** Supplied records **
__________

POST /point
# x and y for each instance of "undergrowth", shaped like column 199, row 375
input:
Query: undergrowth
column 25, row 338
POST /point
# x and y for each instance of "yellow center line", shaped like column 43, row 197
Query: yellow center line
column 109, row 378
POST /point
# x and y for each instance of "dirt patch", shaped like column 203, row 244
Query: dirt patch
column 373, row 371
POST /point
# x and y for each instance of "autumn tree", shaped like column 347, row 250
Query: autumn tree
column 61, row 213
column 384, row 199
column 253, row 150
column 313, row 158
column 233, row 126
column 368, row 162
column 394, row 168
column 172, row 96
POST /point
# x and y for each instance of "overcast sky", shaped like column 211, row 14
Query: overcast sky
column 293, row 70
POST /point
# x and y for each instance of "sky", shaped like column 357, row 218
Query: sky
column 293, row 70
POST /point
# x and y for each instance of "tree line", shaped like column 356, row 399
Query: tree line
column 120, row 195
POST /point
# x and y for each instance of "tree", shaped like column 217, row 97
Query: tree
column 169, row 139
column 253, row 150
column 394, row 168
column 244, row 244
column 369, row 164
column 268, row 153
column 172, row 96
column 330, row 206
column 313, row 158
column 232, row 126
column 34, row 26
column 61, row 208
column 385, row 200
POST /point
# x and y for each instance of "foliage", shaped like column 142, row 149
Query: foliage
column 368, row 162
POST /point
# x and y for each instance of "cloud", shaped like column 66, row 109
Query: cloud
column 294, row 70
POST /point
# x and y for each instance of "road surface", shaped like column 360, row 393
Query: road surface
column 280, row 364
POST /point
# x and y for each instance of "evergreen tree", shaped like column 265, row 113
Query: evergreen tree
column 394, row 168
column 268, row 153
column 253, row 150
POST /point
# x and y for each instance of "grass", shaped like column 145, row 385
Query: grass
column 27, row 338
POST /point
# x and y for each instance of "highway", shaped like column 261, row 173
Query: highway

__________

** Required action **
Please set down all of the data above again, matching it exactly.

** Worked solution **
POST /point
# x and y for each instance of "undergrowth", shaped like column 199, row 375
input:
Query: undergrowth
column 25, row 338
POST /point
# x and y for each instance of "yellow center line", shaped like column 43, row 197
Query: yellow center line
column 109, row 378
POST /point
# x and y for each instance of "dirt patch", shaped like column 203, row 244
Query: dirt patch
column 373, row 371
POST /point
# x and y for each instance of "autumn tree", shaped like column 347, row 250
Query: autumn tree
column 61, row 213
column 384, row 199
column 253, row 150
column 313, row 158
column 233, row 126
column 368, row 162
column 394, row 168
column 172, row 96
POST /point
# x and y for each instance of "overcast sky", shaped like column 211, row 14
Query: overcast sky
column 293, row 70
POST /point
# x and y for each instance of "sky", shaped like column 357, row 218
Query: sky
column 293, row 70
POST /point
# x and y for each instance of "tree line", shaped like column 356, row 399
Query: tree line
column 120, row 195
POST /point
# x and y for each instance of "tree", shaped like column 217, row 97
Query: tree
column 169, row 139
column 253, row 150
column 394, row 168
column 244, row 244
column 369, row 164
column 268, row 153
column 172, row 96
column 330, row 206
column 313, row 158
column 232, row 126
column 34, row 26
column 61, row 208
column 385, row 200
POST /point
# x and y for each instance of "foliage", shaped like column 142, row 149
Query: foliage
column 368, row 162
POST /point
# x and y for each instance of "cloud", shaped like column 66, row 109
Query: cloud
column 294, row 70
POST /point
# x and y for each instance of "road surface", shaped like column 360, row 393
Query: road surface
column 280, row 364
POST /point
# x and y for each instance of "evergreen tree", shaped like column 265, row 113
Query: evergreen tree
column 394, row 168
column 268, row 153
column 253, row 150
POST /point
# x and y for each instance of "grass", shaped like column 145, row 385
Query: grass
column 27, row 338
POST /point
# x and y for each instance of "highway", shaped like column 261, row 173
Query: highway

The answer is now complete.